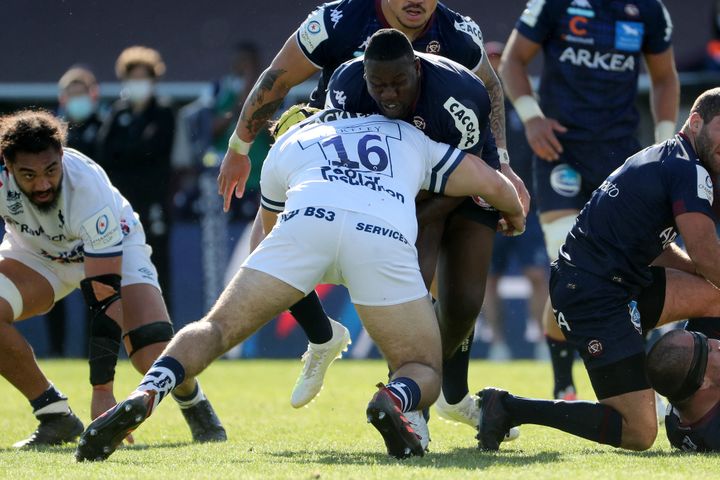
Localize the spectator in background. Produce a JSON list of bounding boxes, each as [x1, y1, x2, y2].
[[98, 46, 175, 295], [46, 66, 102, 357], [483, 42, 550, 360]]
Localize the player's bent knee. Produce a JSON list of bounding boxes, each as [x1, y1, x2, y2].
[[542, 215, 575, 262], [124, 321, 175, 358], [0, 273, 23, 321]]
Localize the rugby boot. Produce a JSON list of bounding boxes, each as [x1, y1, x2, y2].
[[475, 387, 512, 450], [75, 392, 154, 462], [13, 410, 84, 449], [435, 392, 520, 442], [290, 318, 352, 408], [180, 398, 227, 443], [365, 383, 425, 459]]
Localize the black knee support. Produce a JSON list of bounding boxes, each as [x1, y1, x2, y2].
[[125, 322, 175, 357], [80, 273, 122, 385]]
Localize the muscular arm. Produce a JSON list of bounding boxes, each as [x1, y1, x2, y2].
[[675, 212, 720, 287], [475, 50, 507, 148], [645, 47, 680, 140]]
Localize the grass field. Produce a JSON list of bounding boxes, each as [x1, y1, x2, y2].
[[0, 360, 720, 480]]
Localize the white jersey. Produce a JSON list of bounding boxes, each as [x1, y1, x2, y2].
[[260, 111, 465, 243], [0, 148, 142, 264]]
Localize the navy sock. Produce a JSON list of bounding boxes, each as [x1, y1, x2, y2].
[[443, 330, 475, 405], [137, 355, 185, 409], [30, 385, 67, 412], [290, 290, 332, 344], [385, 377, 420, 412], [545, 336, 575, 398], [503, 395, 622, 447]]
────────────────────────────────────────
» **YOUR TASK**
Count how many lines in the items above contain the word "knee", and reply with only that number.

» **RESPONSE TO THIS TASK**
2